What the task asks:
Return only the final portion of the entries: the line with "Would you please identify the white baseball" and every line after it, each one exact.

Dataset content:

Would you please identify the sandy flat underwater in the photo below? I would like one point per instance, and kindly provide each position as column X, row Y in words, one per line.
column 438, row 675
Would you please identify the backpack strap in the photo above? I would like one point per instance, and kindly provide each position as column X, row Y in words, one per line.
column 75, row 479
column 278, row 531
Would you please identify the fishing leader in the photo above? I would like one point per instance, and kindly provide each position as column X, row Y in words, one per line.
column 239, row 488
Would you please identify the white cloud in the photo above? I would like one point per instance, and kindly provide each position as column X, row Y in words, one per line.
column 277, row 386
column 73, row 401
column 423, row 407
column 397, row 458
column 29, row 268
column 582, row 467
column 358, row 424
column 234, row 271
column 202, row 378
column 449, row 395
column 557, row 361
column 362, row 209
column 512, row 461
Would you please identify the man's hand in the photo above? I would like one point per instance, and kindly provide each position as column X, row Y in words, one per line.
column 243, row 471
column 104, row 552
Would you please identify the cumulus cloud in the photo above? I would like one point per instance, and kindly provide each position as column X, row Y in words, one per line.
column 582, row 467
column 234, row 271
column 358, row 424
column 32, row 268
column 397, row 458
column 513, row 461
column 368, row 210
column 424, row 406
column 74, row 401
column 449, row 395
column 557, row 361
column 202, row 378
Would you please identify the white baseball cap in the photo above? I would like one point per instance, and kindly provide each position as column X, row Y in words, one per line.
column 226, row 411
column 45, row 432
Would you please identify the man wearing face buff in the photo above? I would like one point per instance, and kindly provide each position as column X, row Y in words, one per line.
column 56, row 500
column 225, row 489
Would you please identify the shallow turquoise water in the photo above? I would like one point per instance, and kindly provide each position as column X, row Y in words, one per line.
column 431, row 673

Output for this task:
Would you please identify the white baseball cap in the photo above? I would like one point per instance, and kindly provide each position as column X, row Y in words, one per line.
column 226, row 411
column 45, row 432
Would you please identify the man wearing face buff in the photo above? I would like one point per instance, and kindly provide each position as column X, row Y in words, one per line.
column 56, row 500
column 225, row 489
Would you please identify the shallow turquoise water in the photo above? I would like one point per instance, and kindly provide each position as column X, row Y in words, one per line.
column 431, row 673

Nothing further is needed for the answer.